Recorded data
........

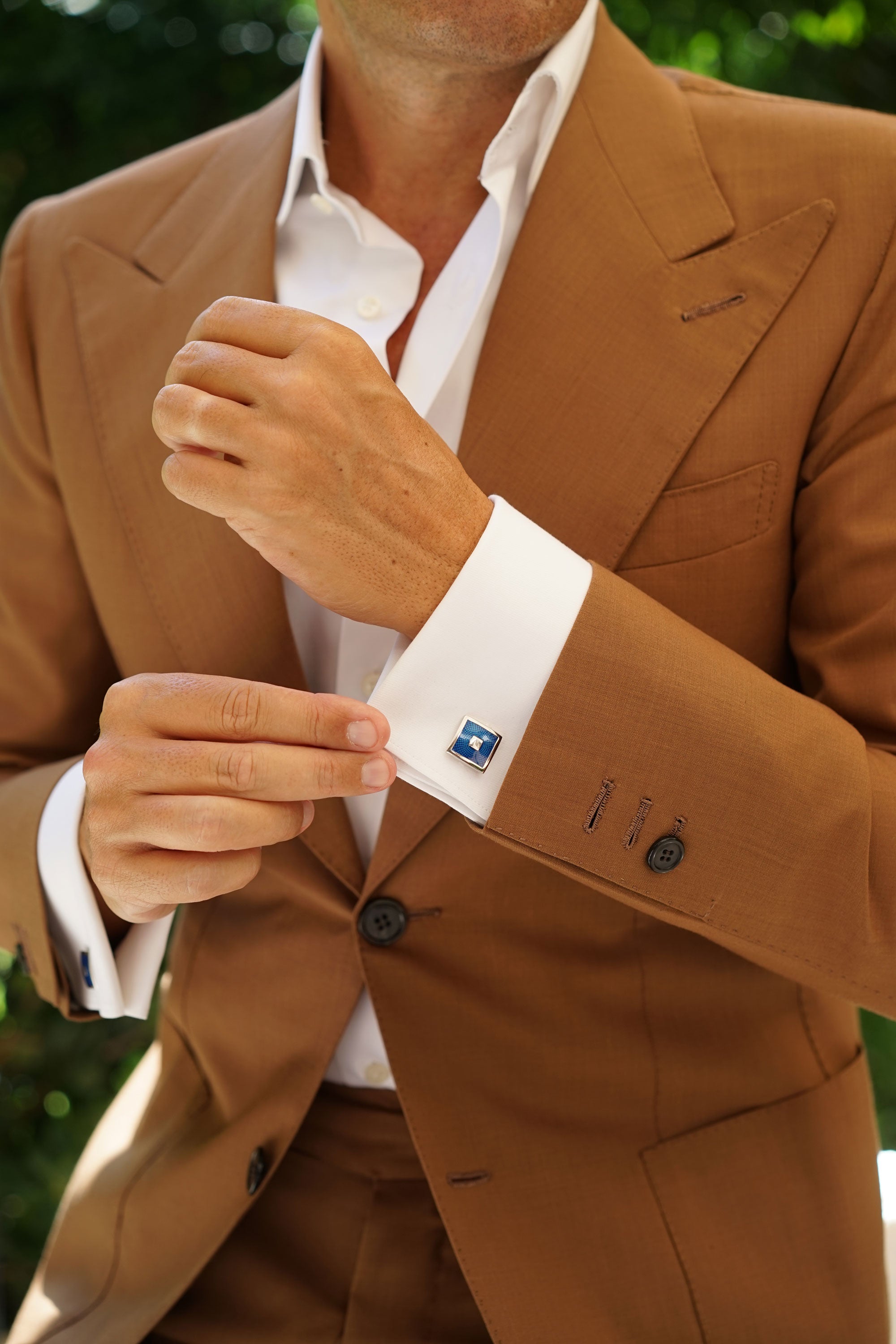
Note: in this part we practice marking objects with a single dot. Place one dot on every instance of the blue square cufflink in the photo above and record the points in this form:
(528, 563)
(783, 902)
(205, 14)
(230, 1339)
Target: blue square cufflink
(474, 744)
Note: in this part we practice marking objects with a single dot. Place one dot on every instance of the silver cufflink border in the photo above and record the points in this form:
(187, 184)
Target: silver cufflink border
(468, 718)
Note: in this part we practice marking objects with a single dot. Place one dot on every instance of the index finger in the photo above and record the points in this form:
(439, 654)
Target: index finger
(220, 709)
(254, 324)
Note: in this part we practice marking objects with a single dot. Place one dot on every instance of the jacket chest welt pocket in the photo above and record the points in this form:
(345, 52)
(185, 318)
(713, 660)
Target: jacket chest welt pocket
(774, 1215)
(702, 519)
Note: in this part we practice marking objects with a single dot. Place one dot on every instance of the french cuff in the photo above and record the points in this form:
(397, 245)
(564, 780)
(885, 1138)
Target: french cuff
(458, 698)
(112, 984)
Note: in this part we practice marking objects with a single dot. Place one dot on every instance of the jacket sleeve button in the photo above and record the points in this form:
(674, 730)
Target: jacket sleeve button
(257, 1170)
(665, 854)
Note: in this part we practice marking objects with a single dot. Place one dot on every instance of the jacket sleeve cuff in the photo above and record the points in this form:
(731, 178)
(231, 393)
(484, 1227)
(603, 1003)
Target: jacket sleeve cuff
(485, 654)
(112, 984)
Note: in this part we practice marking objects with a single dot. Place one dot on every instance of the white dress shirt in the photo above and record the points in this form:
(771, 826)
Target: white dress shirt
(520, 586)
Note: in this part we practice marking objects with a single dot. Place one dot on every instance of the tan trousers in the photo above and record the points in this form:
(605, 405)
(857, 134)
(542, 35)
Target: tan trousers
(345, 1245)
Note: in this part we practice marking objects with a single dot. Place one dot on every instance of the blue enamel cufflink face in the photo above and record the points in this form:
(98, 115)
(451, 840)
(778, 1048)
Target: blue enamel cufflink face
(474, 744)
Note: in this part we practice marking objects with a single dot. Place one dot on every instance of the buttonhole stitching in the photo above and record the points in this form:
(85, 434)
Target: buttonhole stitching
(718, 307)
(636, 824)
(462, 1179)
(595, 811)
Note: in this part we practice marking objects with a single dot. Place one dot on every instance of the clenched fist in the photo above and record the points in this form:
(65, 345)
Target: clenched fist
(194, 775)
(287, 426)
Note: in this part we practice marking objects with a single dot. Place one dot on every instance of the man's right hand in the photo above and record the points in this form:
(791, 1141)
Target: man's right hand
(194, 775)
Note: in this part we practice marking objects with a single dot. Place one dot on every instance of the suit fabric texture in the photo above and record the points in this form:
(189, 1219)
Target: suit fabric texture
(638, 1098)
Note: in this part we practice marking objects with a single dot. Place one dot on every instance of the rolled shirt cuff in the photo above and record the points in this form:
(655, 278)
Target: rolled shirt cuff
(112, 984)
(485, 655)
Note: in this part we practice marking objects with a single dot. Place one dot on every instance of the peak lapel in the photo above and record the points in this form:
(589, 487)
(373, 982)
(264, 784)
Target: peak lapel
(220, 604)
(590, 388)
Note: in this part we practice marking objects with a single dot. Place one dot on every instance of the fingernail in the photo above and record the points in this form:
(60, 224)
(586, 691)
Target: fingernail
(362, 733)
(375, 773)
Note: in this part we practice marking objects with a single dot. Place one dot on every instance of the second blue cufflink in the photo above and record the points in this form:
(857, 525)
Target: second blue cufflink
(474, 744)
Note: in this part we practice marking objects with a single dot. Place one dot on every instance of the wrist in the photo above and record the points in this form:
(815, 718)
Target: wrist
(431, 586)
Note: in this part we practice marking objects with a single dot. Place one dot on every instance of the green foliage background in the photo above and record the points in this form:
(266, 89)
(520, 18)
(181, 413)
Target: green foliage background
(86, 86)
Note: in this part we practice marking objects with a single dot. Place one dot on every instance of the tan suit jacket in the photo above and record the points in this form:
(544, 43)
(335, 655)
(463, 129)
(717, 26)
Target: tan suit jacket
(689, 378)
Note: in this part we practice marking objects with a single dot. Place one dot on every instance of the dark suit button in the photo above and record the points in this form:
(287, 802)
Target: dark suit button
(257, 1170)
(665, 854)
(383, 921)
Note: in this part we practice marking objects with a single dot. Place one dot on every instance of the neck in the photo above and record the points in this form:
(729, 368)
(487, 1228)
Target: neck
(406, 132)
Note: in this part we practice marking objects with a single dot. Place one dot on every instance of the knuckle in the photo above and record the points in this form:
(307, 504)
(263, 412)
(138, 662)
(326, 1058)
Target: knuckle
(187, 361)
(326, 773)
(241, 710)
(210, 830)
(201, 882)
(316, 719)
(236, 769)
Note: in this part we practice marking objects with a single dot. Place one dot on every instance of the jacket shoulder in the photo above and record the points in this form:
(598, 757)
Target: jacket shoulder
(773, 154)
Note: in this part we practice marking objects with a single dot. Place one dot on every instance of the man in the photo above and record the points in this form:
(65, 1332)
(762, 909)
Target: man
(638, 862)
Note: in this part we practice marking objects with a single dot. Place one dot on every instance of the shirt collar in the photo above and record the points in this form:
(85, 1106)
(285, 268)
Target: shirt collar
(527, 135)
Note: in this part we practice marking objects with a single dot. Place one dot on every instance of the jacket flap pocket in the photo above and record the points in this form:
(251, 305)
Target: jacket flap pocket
(775, 1218)
(711, 517)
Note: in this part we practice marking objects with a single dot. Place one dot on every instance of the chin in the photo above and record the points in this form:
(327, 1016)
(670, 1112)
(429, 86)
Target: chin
(473, 33)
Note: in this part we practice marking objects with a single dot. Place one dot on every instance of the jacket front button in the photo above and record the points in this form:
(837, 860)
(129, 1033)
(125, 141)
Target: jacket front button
(665, 854)
(383, 921)
(257, 1170)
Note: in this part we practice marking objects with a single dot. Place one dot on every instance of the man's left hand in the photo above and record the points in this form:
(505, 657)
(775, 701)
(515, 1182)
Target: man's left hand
(288, 426)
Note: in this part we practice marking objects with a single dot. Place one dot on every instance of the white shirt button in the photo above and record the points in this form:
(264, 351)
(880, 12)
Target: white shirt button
(369, 682)
(369, 307)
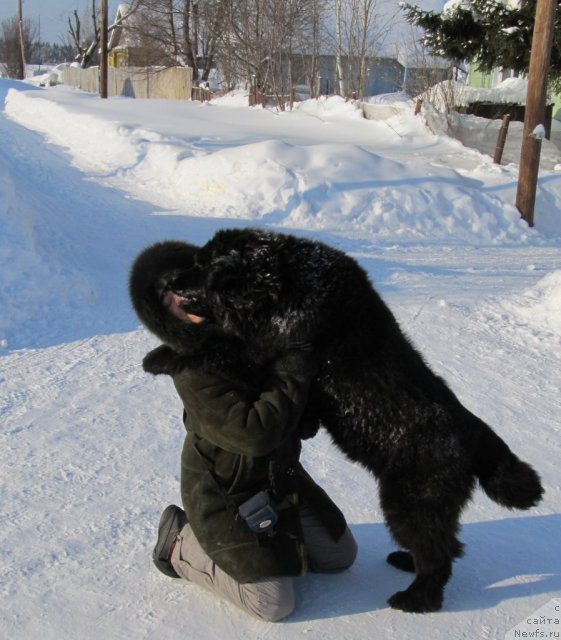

........

### Task prompt:
Print verbatim every line above, apart from the pictures.

### Answer below:
Note: in this part we practice marking objects with a single dot. Place one dot on every instance of the blue square cufflink in the photo above and record the points in this form:
(528, 563)
(783, 902)
(205, 14)
(230, 1339)
Target: blue square cufflink
(474, 744)
Note: in this part we practice marking objects with a single dot. Place one dot on every instance of the silver cufflink border in the photo above and record the points in this form:
(187, 184)
Target: silver cufflink border
(468, 718)
Note: in this part we practice marking objects with a single dot. Place one dot on every instance of the index finger in the photo above and record the points in this form:
(439, 654)
Target: index finger
(220, 709)
(254, 324)
Note: in this part we practice marking objects with a single dot. Place one dot on every instance of the jacket chest welt pocket in the photo above and record the points in this form:
(345, 52)
(185, 318)
(713, 660)
Target: jacket chest welt pocket
(774, 1215)
(702, 519)
Note: in this part we practice marking objects with a single dot. Place one dot on every instance of the french cuff in the photo above and record the points in this form:
(397, 245)
(564, 780)
(885, 1138)
Target: french cuff
(458, 698)
(112, 984)
Note: in this part we practice marking objects with a single dot. Place one dot on every instance of the jacket sleeve button in the photo above and record the points in this form:
(674, 730)
Target: jacket sleeve button
(257, 1170)
(665, 854)
Note: in this part we practice marking objects with a single dot. Place one dot on every instance of the jacket sleeve cuff in the photo above and record the points in this form:
(731, 178)
(231, 393)
(484, 1227)
(603, 1003)
Target: jacket sleeve cuff
(485, 654)
(112, 984)
Note: in this part we practice marking objects with a single dot. Place one dot on every instance of the white dress shirt in the photo above and record the points in this form:
(771, 826)
Target: white dress shirt
(520, 586)
Note: in this part we practice marking objects with a single dot. Place one dot on every instance of the tan trousers in the photo above and record the points in this form:
(605, 405)
(857, 134)
(542, 35)
Target: tan trousers
(345, 1245)
Note: in this part we practice marking objects with a single dot. Place one dot on every instance of the blue enamel cufflink face in the photo above and record the points in this form:
(98, 115)
(451, 840)
(778, 1048)
Target: blue enamel cufflink face
(474, 744)
Note: in this part we practice marking objects with a single dot. Place one dot on every instance of the buttonhole stitching in the photo above and record the points in this form:
(85, 434)
Target: buttonhole stitching
(718, 307)
(636, 824)
(462, 1179)
(595, 811)
Note: in this part we practice marking objects with a single dot. Place one dot on every instance of the clenched fist in the photo above and record the points in this form:
(65, 345)
Target: clenched fist
(194, 775)
(287, 426)
Note: in this part we practice marking objects with a single dot. Place one dot on every instance of the man's right hand in the photo above and record the points in this form:
(791, 1141)
Target: man's right hand
(194, 775)
Note: in this part we practice marking objects with a single dot. Place one dot on every instance of the suit fabric texture in the photo above and record the points in this form:
(189, 1219)
Target: suit fabric texture
(638, 1098)
Note: in this part we practice marking objects with a single dot. Place one dot on every instance of the rolled shirt cuff in the photo above and record the points in this form:
(655, 278)
Target: rolled shirt cuff
(112, 984)
(485, 655)
Note: in this part we practice marking objects with a single dot. Place one dot on every instance of the peak lapel in the photo above and record the points in this form:
(589, 487)
(373, 982)
(264, 784)
Target: peak lapel
(220, 604)
(590, 388)
Note: in this part we practice marking objects with a single dot. Place one dot on every instance of the fingernail in the photo above and record the points in this form:
(60, 224)
(586, 691)
Target: fingernail
(362, 733)
(375, 773)
Note: in this part we practice marking objects with a single dot. Place one dot on every instance of the second blue cufflink in the photo above and record the points in this form:
(857, 525)
Target: second blue cufflink
(474, 744)
Note: in this part we practice marking objects with a single dot. Place one dot on every instance of the wrist in the photo above and record the points in this form:
(815, 718)
Target: wrist
(431, 586)
Note: in this part we practice marking objects with a single dot. Place one dot on every instance of the green foliage background in the photo above and record the points in this form:
(266, 89)
(520, 18)
(181, 413)
Target: green foliage background
(86, 86)
Note: in this part we practice marking objects with a single dot. Place one dot on every instance of the tan suit jacket in the photo above and record the points in this form:
(544, 43)
(335, 655)
(463, 129)
(717, 26)
Target: tan suit jacket
(689, 378)
Note: in this part we practice marking objects with a single dot. Place one dot on every instance of the dark suit button in the photo above and record the points in this form:
(287, 802)
Target: dark suit button
(257, 1170)
(665, 854)
(383, 921)
Note: in this part we practice marking objects with a single dot. Place one dot on every instance of the neck in the photo above and record the points in this form:
(729, 368)
(487, 1228)
Target: neck
(406, 132)
Note: in this part we practice marking objects with a single dot. Place one dot on every instance of the knuckle in the photo above and record the points in this form:
(307, 504)
(263, 412)
(138, 662)
(326, 1058)
Target: knuckle
(187, 361)
(326, 773)
(241, 710)
(210, 830)
(201, 882)
(316, 719)
(236, 769)
Note: in this part we practice marking objects with a single dot. Place one dot on every instance of the jacket shoulder in the photo above and record the points in this form:
(598, 757)
Target: jacket shoulder
(773, 154)
Note: in this part we practice marking objects with a single dot. Place one dot on every instance of the man in the photo above and record the points in this form:
(65, 1332)
(762, 909)
Target: man
(638, 862)
Note: in this part we practice marking objects with a single dot. Place one dot on every instance of the shirt collar in the photo above and record the points in this form:
(85, 1106)
(285, 268)
Target: shirt collar
(527, 135)
Note: in this part we practice marking objects with a single dot. Place one dot on every instance of the jacket flap pocket in the photo above and record the points in this form:
(251, 305)
Target: jacket flap pocket
(775, 1218)
(711, 517)
Note: in this part we practice marking objects with a single dot. Place one dot on every instance of the chin in the photo above and record the points in this form:
(327, 1016)
(670, 1112)
(429, 86)
Target: chin
(473, 33)
Note: in this part we practice marking objects with a single dot. Place one dot on every instance of the jacket front button in the photo above and record the points in this form:
(837, 860)
(129, 1033)
(125, 141)
Target: jacket front button
(665, 854)
(383, 921)
(257, 1170)
Note: in this part we practice marking objects with a single dot. Place one dot on every instance of the man's left hand in the photo above and record the points in this form:
(505, 657)
(775, 701)
(515, 1182)
Target: man's left hand
(288, 426)
Note: in this part we practice marking objects with a single dot. Place one dot on every instance of the white shirt button in the photo above and record the points in this form:
(264, 351)
(880, 12)
Target: white shirt button
(369, 682)
(369, 307)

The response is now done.